▶ **What is needed**
Retype, word for word, every line from the one holding "Target: desert shrub" through the one holding "Target: far shore" in the entries below, both included, and only those lines.

(Point localization data)
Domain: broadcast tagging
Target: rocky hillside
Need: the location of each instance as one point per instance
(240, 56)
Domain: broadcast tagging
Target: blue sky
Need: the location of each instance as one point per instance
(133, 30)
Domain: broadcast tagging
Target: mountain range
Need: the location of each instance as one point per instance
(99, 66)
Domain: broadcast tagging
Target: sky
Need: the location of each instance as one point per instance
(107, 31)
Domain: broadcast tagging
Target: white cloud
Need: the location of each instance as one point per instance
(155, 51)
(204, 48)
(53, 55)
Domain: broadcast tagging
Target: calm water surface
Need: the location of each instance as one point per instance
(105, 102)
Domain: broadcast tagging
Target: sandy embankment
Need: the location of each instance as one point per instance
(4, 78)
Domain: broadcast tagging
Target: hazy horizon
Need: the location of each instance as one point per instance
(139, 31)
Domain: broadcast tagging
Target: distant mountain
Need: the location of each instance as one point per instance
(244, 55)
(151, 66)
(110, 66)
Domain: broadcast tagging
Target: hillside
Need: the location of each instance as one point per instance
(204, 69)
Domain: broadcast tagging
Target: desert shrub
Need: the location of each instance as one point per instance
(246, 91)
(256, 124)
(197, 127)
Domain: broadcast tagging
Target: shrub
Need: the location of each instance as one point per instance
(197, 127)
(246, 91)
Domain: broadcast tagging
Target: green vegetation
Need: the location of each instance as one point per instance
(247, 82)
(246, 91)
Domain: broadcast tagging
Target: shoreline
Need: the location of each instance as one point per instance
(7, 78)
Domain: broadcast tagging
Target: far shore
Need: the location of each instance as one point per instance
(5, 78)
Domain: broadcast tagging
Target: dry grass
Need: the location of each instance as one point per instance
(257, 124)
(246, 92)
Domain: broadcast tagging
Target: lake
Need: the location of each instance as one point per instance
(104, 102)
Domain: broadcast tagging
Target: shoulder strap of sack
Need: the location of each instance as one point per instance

▶ **Written reply**
Target: desert shrub
Need: the location of each instance as one point per instance
(246, 91)
(256, 124)
(197, 127)
Domain: broadcast tagging
Target: shrub
Need: the location of each instance as one point per instance
(197, 127)
(246, 91)
Domain: broadcast tagging
Target: green vegetation
Need: the location of each instance as one point per instance
(247, 82)
(246, 91)
Domain: broadcast tagging
Target: shoreline
Need: the location of each instance as one point per instance
(7, 78)
Domain: broadcast tagging
Target: far shore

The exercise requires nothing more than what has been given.